* begin Dataset records *

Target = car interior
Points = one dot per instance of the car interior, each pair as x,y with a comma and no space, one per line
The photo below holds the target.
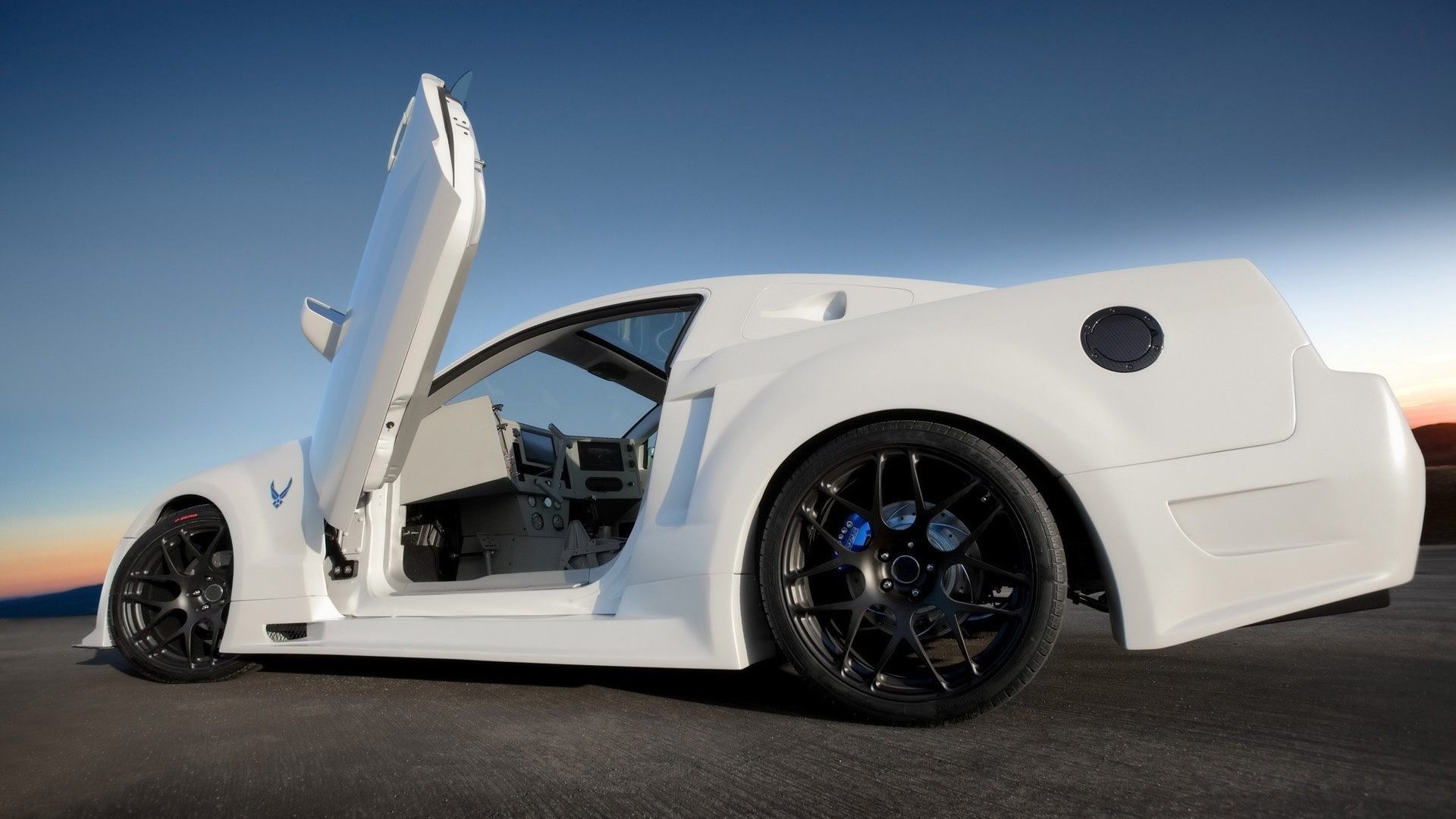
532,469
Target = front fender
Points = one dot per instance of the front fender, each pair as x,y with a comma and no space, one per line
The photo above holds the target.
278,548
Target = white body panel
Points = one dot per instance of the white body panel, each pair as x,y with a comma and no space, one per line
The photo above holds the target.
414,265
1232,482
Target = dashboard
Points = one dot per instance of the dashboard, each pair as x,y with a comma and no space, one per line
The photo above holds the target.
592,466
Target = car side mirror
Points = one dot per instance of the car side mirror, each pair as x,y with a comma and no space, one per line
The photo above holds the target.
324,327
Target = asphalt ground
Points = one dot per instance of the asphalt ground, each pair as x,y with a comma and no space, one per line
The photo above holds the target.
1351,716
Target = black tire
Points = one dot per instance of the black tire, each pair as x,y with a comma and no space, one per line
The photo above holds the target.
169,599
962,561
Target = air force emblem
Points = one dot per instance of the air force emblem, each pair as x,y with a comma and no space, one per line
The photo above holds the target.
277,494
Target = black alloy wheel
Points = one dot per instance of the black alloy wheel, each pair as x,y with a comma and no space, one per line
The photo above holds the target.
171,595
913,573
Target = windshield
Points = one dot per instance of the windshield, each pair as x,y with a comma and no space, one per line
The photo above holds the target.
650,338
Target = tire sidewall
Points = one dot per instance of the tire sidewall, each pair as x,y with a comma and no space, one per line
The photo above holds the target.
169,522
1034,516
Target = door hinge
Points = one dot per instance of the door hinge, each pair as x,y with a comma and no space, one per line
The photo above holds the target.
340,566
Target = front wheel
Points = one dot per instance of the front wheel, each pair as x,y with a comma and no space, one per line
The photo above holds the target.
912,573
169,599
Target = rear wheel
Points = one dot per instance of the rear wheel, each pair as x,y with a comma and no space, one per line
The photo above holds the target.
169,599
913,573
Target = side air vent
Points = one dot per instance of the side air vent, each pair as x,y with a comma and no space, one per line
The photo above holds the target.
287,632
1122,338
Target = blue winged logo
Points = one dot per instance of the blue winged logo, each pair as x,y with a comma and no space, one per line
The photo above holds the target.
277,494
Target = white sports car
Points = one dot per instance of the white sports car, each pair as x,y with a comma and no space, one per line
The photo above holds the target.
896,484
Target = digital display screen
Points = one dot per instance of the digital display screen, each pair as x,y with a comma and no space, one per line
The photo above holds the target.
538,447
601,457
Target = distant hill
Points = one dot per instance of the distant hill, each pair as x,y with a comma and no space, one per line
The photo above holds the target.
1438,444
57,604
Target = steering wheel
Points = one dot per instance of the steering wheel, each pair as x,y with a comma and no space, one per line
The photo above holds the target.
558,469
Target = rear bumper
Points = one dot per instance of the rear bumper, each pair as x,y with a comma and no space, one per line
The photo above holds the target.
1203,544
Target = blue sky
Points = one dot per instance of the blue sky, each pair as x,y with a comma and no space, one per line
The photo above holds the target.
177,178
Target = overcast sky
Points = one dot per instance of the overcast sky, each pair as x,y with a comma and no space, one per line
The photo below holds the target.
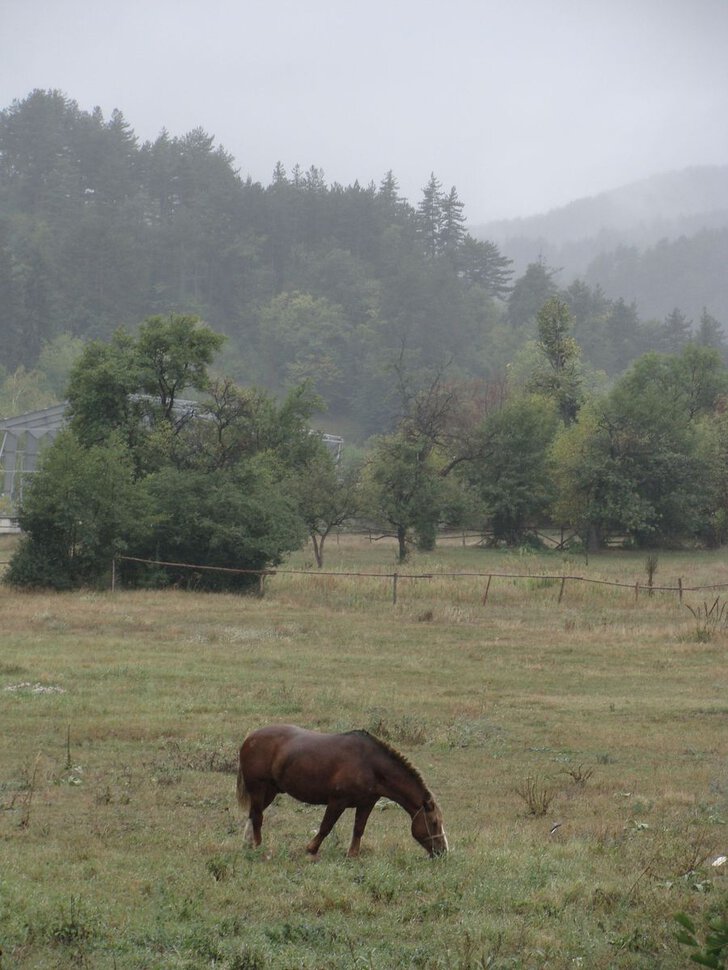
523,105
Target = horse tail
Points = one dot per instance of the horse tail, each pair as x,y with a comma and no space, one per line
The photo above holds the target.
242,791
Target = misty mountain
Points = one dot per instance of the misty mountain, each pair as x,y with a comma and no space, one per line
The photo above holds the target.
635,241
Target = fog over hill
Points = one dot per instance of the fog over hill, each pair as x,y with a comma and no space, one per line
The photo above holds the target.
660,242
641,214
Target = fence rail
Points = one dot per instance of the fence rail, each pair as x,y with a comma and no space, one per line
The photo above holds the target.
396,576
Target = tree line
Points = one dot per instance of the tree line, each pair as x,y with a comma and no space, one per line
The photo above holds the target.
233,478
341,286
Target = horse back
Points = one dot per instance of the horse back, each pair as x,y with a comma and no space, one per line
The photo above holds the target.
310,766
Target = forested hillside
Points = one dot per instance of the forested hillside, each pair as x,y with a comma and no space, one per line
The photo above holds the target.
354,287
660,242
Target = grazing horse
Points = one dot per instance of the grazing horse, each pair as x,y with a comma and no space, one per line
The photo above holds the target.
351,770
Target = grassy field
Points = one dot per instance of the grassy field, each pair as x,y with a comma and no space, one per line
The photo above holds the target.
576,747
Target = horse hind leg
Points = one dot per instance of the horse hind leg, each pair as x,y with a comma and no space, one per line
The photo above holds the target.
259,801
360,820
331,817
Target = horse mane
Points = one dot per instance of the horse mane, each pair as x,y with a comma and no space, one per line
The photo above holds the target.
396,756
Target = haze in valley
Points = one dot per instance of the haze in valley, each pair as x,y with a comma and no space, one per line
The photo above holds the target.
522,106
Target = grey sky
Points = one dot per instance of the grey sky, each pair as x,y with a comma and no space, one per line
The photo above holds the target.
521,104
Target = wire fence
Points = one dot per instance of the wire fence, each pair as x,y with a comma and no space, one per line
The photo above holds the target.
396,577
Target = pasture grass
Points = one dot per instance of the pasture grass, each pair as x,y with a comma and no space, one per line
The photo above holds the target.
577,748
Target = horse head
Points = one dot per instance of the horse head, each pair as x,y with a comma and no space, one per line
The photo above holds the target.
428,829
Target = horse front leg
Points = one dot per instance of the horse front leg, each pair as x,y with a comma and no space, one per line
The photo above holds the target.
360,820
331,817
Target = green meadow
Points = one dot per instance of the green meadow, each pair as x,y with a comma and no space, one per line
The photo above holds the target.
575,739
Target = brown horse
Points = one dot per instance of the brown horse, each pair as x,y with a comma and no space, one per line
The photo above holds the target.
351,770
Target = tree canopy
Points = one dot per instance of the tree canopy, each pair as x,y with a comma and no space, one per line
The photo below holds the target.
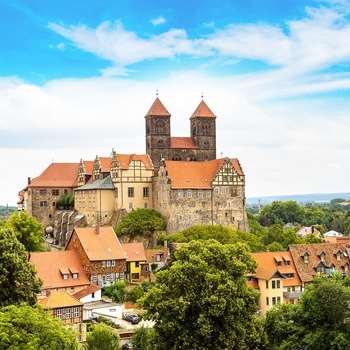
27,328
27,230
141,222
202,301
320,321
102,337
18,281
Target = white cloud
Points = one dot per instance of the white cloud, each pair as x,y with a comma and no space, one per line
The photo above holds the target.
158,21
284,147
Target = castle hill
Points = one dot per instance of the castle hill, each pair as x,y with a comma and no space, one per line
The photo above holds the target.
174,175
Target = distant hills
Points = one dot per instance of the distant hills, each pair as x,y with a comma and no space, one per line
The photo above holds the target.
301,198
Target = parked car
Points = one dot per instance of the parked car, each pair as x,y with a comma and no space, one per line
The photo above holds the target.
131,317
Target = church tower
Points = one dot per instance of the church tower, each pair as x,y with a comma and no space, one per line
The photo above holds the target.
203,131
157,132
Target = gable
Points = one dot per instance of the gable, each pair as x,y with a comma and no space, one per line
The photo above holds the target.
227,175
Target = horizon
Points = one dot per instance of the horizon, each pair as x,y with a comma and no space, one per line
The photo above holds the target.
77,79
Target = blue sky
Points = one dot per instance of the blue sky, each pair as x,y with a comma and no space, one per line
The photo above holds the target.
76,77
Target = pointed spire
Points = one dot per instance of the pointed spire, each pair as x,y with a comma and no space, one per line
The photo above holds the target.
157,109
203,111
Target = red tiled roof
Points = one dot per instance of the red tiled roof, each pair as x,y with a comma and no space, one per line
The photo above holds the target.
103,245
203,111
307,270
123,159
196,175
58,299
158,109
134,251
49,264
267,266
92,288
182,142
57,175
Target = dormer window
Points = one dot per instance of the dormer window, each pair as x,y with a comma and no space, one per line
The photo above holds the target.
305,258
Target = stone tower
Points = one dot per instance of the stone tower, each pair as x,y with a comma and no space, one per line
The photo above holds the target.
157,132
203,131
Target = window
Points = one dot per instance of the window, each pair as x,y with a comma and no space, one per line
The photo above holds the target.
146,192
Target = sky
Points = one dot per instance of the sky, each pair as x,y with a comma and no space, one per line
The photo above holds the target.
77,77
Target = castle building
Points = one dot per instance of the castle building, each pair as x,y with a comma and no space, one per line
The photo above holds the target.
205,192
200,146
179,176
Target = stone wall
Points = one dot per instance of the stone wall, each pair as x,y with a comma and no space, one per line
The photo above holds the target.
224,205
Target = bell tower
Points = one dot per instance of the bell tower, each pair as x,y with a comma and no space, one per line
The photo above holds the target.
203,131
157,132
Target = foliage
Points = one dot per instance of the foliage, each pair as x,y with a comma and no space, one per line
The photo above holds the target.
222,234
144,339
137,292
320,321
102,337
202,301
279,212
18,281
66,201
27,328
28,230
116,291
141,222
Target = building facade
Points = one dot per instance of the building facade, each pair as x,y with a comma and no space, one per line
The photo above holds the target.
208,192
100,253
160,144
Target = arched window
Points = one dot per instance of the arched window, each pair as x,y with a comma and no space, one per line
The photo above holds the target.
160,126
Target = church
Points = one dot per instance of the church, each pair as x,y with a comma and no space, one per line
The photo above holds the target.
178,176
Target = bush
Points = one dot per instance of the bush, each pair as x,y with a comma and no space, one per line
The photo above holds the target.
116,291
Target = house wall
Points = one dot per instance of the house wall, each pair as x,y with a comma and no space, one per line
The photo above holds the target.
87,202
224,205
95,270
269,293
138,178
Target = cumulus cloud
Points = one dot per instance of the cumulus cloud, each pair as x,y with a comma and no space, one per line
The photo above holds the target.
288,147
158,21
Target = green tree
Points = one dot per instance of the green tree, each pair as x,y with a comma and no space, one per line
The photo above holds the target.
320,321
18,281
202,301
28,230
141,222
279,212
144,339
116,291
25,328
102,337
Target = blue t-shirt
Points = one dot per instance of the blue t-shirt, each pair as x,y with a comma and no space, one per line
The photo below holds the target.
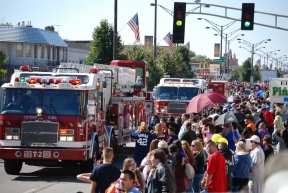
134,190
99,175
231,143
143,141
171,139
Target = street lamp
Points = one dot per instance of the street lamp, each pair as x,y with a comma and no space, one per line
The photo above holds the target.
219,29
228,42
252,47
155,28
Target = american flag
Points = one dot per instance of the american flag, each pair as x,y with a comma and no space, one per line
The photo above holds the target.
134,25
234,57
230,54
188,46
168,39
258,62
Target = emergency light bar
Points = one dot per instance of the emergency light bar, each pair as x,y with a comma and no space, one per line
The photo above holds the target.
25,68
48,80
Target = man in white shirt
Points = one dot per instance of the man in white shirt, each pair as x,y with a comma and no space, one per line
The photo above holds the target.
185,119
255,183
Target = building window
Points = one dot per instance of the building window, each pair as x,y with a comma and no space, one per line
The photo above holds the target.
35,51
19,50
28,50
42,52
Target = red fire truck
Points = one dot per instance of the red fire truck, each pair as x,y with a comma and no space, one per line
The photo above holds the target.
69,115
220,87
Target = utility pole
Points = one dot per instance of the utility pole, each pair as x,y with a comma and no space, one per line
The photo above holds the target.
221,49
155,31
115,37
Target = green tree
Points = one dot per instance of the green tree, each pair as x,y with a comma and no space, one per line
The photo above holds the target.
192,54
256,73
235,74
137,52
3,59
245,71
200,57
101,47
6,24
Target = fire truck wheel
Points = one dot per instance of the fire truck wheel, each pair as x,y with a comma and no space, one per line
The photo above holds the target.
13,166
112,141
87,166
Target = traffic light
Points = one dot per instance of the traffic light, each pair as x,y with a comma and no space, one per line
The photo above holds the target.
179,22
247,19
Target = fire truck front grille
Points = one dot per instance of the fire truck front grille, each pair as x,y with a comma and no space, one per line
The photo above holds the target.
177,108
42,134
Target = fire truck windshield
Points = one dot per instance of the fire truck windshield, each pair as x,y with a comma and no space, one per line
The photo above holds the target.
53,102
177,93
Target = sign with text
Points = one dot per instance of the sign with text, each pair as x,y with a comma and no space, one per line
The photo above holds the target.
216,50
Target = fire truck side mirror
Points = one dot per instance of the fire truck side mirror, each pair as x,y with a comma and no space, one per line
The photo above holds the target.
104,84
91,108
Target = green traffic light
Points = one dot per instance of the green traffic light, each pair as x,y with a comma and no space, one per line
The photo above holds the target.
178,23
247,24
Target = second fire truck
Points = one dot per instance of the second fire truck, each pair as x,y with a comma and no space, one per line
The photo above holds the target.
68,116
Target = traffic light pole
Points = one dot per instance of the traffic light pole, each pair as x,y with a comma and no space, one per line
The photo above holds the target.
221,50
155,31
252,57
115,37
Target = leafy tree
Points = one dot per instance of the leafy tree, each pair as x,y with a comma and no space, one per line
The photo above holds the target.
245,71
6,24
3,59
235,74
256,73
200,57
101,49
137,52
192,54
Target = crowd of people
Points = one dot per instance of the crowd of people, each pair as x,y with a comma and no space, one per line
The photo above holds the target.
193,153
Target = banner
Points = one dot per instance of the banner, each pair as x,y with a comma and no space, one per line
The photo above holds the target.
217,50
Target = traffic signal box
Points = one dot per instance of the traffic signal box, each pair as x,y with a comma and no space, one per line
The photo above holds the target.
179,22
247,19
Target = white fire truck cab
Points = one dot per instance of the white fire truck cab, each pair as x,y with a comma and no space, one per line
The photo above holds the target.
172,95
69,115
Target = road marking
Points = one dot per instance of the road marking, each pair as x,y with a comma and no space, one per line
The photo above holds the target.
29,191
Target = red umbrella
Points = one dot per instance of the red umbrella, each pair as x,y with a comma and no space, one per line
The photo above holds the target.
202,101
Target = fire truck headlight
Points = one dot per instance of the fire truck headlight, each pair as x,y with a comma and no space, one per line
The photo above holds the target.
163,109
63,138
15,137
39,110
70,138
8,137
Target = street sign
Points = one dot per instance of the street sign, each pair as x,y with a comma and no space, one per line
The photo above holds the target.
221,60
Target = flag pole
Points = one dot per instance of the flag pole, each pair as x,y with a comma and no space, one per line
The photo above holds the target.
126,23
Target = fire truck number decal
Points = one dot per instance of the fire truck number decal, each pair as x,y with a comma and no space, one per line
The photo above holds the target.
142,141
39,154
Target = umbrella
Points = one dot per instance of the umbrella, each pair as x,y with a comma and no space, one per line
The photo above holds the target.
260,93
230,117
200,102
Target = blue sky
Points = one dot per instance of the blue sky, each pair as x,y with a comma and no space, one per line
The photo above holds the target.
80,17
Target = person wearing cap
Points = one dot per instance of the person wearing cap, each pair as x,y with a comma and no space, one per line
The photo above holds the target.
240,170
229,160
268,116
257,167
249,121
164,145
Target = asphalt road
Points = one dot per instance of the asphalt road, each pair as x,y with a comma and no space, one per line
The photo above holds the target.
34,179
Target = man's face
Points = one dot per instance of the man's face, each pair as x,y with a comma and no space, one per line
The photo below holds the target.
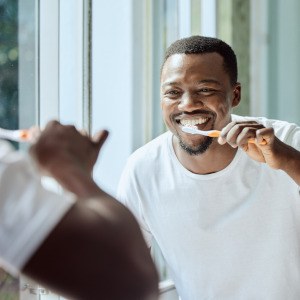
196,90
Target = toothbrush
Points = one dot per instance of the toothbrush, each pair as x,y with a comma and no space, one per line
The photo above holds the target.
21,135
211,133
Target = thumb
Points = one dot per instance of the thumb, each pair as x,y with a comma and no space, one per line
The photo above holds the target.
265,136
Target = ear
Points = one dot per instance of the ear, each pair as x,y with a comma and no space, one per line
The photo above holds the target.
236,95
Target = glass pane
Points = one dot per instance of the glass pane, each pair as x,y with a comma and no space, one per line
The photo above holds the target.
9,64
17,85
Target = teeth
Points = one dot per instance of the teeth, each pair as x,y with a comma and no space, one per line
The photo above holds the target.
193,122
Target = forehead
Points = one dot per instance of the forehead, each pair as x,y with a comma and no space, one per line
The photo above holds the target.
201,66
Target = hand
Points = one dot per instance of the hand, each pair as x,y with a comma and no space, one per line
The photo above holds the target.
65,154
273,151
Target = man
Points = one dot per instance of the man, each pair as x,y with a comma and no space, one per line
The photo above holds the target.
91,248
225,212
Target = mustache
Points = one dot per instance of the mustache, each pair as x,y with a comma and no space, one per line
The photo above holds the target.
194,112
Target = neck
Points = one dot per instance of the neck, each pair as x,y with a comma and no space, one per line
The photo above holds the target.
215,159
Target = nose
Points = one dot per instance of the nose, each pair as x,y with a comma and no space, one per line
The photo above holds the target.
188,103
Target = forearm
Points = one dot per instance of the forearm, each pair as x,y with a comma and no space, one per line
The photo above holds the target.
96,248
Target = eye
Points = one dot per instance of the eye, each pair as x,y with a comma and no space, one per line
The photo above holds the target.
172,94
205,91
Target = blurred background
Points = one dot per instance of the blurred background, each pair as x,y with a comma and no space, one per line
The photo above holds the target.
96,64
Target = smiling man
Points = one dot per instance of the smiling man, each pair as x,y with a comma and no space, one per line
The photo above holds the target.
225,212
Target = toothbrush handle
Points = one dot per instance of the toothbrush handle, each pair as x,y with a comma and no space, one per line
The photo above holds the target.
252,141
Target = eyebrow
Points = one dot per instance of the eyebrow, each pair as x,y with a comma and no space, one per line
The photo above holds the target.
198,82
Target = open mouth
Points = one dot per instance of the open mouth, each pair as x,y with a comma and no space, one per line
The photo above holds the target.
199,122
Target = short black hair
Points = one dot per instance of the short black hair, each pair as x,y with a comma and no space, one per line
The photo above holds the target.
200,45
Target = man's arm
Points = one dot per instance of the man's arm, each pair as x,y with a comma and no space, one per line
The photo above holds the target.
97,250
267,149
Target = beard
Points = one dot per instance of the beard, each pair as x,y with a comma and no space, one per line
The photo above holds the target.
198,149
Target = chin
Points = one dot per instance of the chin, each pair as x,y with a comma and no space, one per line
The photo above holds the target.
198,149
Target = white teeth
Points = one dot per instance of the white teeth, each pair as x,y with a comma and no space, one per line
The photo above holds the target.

* end Dataset records *

> **Problem details**
Restate word for word the lines from the one holding "Target = short black hair" to the end of the listing, both ends included, and nothing more.

> **Right answer**
Target = short black hair
Points = one dot per instance of the short black hair, each pair as x,y with a comma and no space, one per line
The photo above holds the target.
200,45
Target = man's arm
Points = one dot per instance of the man's arm, each pair as x,y with a comma and no space, one per line
The photo above holds the target.
97,250
267,149
Target = beard
Points = one dot per instance of the beard, each pair as x,y with a comma and no space, one per line
The photo above holds the target.
198,149
Target = chin
Points = one dot per instance of the chin, each pair as x,y with a comma and no space, one per line
The photo above holds the target.
198,149
Target = white teeth
Points = one dot per instance of the white teeth, each pair as x,y with a comma and no space, one per line
The photo above holds the target.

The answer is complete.